## Begin DATA SHOWN

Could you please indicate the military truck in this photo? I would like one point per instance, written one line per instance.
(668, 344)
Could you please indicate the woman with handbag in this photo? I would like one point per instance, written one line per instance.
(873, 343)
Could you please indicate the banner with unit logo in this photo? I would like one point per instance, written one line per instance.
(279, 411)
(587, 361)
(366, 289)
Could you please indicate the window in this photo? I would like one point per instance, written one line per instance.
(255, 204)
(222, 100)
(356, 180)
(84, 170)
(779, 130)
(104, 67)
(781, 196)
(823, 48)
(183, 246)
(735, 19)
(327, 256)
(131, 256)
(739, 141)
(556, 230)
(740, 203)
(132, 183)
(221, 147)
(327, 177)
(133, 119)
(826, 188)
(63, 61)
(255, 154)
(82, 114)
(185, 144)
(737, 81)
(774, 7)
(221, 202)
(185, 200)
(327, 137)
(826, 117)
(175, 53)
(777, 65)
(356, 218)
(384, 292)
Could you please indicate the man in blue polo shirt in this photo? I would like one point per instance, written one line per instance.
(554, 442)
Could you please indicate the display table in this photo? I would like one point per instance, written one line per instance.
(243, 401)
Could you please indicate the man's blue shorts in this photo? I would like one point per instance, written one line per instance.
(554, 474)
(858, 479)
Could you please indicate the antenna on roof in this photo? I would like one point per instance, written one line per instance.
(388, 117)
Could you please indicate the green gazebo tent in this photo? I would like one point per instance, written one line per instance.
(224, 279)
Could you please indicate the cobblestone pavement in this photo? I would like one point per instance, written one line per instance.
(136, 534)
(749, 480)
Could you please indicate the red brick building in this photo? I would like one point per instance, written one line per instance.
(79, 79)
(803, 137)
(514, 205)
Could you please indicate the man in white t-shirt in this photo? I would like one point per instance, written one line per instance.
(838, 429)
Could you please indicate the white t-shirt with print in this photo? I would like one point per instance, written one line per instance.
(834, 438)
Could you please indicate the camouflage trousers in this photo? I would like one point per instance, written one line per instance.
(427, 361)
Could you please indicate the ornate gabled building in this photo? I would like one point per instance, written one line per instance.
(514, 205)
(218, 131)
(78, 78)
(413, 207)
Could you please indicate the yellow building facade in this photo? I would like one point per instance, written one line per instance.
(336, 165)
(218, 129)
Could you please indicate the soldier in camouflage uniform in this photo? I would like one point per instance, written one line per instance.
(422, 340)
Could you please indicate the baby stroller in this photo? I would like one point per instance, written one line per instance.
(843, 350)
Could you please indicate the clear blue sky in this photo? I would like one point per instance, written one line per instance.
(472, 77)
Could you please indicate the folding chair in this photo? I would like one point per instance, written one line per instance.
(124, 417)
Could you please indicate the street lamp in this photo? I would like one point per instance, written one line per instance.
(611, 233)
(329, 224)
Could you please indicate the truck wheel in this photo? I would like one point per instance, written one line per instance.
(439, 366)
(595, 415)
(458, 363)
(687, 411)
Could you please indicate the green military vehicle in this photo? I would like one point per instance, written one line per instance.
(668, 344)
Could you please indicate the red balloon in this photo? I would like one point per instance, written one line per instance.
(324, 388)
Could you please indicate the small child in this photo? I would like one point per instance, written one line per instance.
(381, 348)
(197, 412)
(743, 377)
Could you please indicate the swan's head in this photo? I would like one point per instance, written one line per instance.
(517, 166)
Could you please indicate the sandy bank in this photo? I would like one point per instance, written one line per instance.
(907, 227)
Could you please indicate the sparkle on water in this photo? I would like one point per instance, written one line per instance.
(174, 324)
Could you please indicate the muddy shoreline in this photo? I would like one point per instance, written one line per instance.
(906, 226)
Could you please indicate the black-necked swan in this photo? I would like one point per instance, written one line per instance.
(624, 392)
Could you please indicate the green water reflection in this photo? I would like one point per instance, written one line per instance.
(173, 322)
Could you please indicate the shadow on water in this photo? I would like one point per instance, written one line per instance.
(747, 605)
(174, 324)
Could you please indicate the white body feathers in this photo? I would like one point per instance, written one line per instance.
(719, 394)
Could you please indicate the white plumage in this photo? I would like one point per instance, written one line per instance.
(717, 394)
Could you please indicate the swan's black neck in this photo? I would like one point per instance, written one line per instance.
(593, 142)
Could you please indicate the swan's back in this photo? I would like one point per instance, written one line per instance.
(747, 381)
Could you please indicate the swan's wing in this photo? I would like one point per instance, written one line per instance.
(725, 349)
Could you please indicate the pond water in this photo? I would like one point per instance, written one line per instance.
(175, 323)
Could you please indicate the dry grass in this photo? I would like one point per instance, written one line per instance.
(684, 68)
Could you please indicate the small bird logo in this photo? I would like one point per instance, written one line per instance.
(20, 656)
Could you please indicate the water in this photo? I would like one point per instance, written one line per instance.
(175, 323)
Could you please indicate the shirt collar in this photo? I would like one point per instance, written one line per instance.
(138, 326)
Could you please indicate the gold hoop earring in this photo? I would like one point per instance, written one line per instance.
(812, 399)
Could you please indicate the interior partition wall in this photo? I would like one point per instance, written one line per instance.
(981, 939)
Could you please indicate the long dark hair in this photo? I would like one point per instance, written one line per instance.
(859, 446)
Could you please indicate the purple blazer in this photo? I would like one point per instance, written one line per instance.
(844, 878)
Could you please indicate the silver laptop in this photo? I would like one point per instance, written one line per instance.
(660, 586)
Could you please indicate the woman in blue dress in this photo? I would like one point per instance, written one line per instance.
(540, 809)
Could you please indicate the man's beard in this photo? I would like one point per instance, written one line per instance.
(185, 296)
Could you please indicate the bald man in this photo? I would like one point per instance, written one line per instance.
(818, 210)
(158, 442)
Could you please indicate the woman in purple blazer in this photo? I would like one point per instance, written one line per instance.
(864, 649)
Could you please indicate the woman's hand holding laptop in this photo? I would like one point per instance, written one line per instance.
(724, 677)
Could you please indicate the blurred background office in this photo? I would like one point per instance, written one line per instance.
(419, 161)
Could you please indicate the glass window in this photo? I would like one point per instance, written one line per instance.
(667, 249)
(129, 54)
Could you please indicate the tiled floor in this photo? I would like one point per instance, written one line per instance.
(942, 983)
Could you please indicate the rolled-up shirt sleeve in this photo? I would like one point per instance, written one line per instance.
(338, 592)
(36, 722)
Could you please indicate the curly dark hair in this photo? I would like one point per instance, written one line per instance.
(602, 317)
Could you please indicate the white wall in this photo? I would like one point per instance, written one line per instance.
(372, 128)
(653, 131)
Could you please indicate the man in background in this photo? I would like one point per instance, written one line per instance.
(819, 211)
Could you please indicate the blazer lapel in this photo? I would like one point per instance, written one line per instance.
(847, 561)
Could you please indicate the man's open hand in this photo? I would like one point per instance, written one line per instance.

## End DATA SHOWN

▶ _SHORT PROBLEM_
Set down each entry again, unchanged.

▶ _TASK SOLUTION_
Could you please indicate the military truck in this photo? I would like one point per instance, written one line per instance.
(668, 344)
Could you please indicate the woman with handbag in this photo? I would like one point per instance, written one line per instance.
(873, 343)
Could you please indicate the banner with unit logo in this photo? I would like one point per instance, written one line per instance.
(279, 411)
(587, 361)
(366, 289)
Could you please indicate the window in this photo? I would like one point per instance, written one line per instance.
(255, 204)
(222, 100)
(356, 180)
(84, 170)
(779, 130)
(104, 67)
(781, 196)
(823, 48)
(183, 246)
(735, 19)
(327, 256)
(131, 256)
(739, 141)
(556, 230)
(740, 203)
(132, 183)
(221, 147)
(327, 177)
(133, 119)
(826, 188)
(63, 61)
(255, 154)
(82, 114)
(185, 144)
(737, 81)
(774, 7)
(221, 202)
(185, 200)
(327, 137)
(826, 117)
(175, 53)
(777, 65)
(356, 218)
(384, 292)
Could you please indicate the man in blue polo shirt in this photo? I would like one point per instance, written one line per instance.
(554, 442)
Could you please indicate the display table in this photo? I would like one point per instance, written one line per instance.
(243, 401)
Could you please indicate the man's blue shorts in this photo? I would like one point per instance, written one line per instance.
(554, 474)
(858, 479)
Could you please indicate the antenna on roof in this photo? I would like one point per instance, written one line per instance.
(388, 117)
Could you please indicate the green gazebo tent in this photo? I would like one point per instance, written one line per instance.
(224, 279)
Could you please indicate the cobblestone pavement in this photo? I would like one point per instance, written one line per instance.
(136, 534)
(749, 480)
Could you please indicate the red brick building in this photo? I would like one point per instance, written one line per instance.
(79, 79)
(803, 137)
(514, 205)
Could you please indicate the man in white t-shirt in this photo? I would like one point per instance, written one line per instance.
(838, 429)
Could you please indicate the white t-shirt with print in this photo? I would like one point per instance, written one line per instance.
(834, 438)
Could you please indicate the camouflage trousers in this photo? I would like one point per instance, written one line per instance.
(427, 361)
Could you please indicate the ornate gabled building in this photo? I would like one point per instance, written one line per instance.
(514, 205)
(218, 131)
(78, 78)
(413, 207)
Could you please indicate the yellow building facade in this photo? I would like one point per instance, written one line per instance.
(336, 165)
(218, 129)
Could you please indicate the soldier in camouflage uniform in this photo? I would like one point per instance, written one line per instance.
(422, 340)
Could you please indicate the baby stroller in this photo? I would like one point per instance, written one line per instance.
(843, 350)
Could you please indicate the clear blue sky in this photo? I would like one point per instance, written one line per instance.
(472, 77)
Could you please indicate the folding chair in this photo? I would like one point per instance, written one line per instance.
(124, 417)
Could you please indicate the street lamp in this photo? I would like one point per instance, written one line per instance.
(611, 233)
(329, 224)
Could you please indicate the truck wheel in this photo? I would like one point per instance, written one line per instance.
(439, 366)
(595, 415)
(458, 363)
(687, 411)
Could you please indicate the green military vehicle in this photo? I would like one point per instance, written one line per instance.
(668, 344)
Could you please indicate the red balloon in this photo? I would like one point per instance, written one line per instance.
(324, 388)
Could you please indicate the small child in this photo? I would like one point per instance, written one line per instance.
(381, 348)
(197, 412)
(743, 377)
Could you please indicate the swan's head in this photo? I would like one point per instance, written one line per instance.
(517, 166)
Could you please indicate the sandy bank in this photo? I would like one point per instance, written one line per instance.
(907, 227)
Could you please indicate the sparkle on water in this photo? I would like one point per instance, written one line per instance.
(174, 324)
Could you please indicate the muddy shoreline in this photo? I would like one point per instance, written one line per instance.
(906, 226)
Could you please indicate the black-necked swan in this photo? I would like one point per instance, written one line per instance.
(624, 392)
Could you please indicate the green water reflection in this photo? I would like one point per instance, written one line per instance.
(173, 322)
Could you please indicate the shadow on water in this photo? I would like one point per instance, written one line per instance.
(747, 605)
(174, 324)
Could you please indicate the white body feathers in this photo? I would like one point per instance, written one line per instance.
(719, 394)
Could you please indicate the white plumage in this photo? I would like one point per instance, written one line per instance.
(717, 394)
Could you please indicate the swan's black neck in this photo? I would like one point per instance, written one line per instance.
(593, 142)
Could you please indicate the swan's back in this photo? I would like one point per instance, written one line per instance.
(747, 381)
Could you please indicate the swan's wing in this photo? I would like one point per instance, written one line per instance.
(725, 349)
Could you please indicate the pond water in this photo? I would like one point per instance, written one line per instance.
(175, 323)
Could you please indicate the dry grass in this photo? I would like one point per instance, written one line per instance.
(684, 68)
Could you please indicate the small bird logo in this photo? I would like one point per instance, written one line per instance.
(20, 656)
Could you please indicate the water in this photo? I would like one point per instance, written one line per instance.
(175, 323)
Could you please indicate the shirt collar in this photo? I would like one point per instance, written one line per instance.
(138, 326)
Could you please indicate the gold hoop earring in this photo? I would like one point per instance, written one line per instance.
(812, 399)
Could you please indicate the interior partition wall in this photo? I would like one point per instance, written one line per instance.
(981, 939)
Could you please indicate the long dark hair in this photo? I would like one point per instance, written one line per instance.
(859, 446)
Could you please indicate the purple blazer in this photo? I would like one point per instance, written one line per instance.
(844, 878)
Could you please indicate the silver laptop in this photo? I would like one point per instance, written one line per instance.
(660, 586)
Could you please indicate the woman in blue dress in this photo? I would like one point per instance, written one line per instance.
(540, 809)
Could you please indicate the man's beard in this photo? I would like one point per instance, written one line per instance.
(185, 296)
Could you please indicate the bald man in this photo? I would like one point per instance, written one line per instance.
(818, 210)
(158, 442)
Could you please indicate the woman in purple blazer in this photo? I would like one point per instance, written one line per instance.
(864, 649)
Could you please indicate the woman's hand holding laptop in this photo? I would like one point per instance, written one line per instance.
(724, 677)
Could you please indicate the blurred background office in this photo? I would like one point per instance, written one line per instance.
(419, 161)
Could you please indicate the glass window in this photo? I would like one point per instance, written one line per instance.
(667, 249)
(129, 54)
Could you please indicate the tiled floor in this photo? I would like one point per instance, written one line per instance.
(942, 983)
Could you please indicate the rolled-up shirt sleeve in this photo? I would like one point per instance, written one line per instance.
(338, 592)
(36, 722)
Could you please indicate the curly dark hair in this photo? I would like one point per instance, written one line per instance.
(602, 317)
Could you please indicate the white wall in this photo? I would like one point per instance, written one line per instance.
(372, 128)
(653, 131)
Could you please indicate the man in background in this photo? I would like one point per instance, written one line per instance.
(819, 211)
Could you please indicate the blazer lapel in this photo? I would like one point per instance, written one line per instance.
(847, 561)
Could you please indicate the man's open hand in this photo? I would like one point per instance, written one line per instance.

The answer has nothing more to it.